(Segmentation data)
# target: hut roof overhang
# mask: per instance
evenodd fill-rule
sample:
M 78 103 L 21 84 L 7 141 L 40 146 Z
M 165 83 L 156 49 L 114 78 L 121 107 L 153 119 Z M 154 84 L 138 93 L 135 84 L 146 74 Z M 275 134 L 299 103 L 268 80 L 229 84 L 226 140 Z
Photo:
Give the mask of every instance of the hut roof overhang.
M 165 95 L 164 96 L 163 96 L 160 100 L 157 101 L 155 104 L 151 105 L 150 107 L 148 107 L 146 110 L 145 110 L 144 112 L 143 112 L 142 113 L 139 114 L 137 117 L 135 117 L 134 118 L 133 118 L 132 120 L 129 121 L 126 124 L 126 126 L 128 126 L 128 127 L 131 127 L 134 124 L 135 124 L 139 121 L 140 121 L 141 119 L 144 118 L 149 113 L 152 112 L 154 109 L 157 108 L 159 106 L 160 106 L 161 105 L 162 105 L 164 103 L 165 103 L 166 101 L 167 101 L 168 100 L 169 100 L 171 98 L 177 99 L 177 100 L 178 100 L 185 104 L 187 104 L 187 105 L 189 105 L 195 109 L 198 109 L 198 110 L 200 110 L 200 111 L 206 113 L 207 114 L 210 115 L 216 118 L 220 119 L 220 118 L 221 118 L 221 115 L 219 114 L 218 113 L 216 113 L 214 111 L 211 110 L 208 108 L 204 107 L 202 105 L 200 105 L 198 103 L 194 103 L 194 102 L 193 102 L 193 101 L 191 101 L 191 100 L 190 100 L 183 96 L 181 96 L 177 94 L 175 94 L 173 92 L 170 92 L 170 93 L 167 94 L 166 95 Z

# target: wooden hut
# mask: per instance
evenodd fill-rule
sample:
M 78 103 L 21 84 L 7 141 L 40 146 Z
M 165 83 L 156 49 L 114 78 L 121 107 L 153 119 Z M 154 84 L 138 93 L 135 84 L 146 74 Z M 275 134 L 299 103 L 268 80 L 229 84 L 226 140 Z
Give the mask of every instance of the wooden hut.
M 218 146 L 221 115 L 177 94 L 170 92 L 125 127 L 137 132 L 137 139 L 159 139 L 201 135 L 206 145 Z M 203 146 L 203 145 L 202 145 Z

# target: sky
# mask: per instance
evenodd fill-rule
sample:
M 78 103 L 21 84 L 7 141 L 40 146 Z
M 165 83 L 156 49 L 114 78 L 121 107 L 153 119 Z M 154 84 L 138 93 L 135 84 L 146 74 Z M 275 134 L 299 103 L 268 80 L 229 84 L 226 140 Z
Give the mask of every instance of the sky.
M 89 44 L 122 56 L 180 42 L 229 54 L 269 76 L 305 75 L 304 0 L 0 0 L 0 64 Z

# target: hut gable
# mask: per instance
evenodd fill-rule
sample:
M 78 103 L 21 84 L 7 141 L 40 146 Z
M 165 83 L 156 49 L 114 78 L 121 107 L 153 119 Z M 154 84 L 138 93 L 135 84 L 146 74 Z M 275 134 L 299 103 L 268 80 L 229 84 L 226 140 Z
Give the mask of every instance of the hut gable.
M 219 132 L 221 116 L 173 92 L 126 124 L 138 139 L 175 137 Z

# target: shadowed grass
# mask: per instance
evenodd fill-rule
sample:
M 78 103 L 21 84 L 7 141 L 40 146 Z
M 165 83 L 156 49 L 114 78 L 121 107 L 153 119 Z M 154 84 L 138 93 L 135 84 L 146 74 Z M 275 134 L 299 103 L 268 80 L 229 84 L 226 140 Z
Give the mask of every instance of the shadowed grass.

◆ **Work to be completed**: Convert the data from its first line through the line containing "Give the mask of every instance of the hut roof", both included, into a Markdown table with the columns Row and Line. Number each line and leave out blank lines.

◆ **Result of the task**:
| Row | Line |
|---|---|
| 1 | # target: hut roof overhang |
| 2 | # mask: per instance |
| 3 | evenodd fill-rule |
| 4 | sample: |
| 5 | M 78 103 L 21 84 L 7 141 L 40 146 Z |
| 6 | M 165 83 L 156 49 L 114 78 L 121 107 L 153 119 Z M 154 84 L 138 93 L 135 84 L 146 74 Z M 275 134 L 299 103 L 268 80 L 229 84 L 226 140 Z |
| 7 | Photo: |
| 8 | Give the mask of every instance of the hut roof overhang. |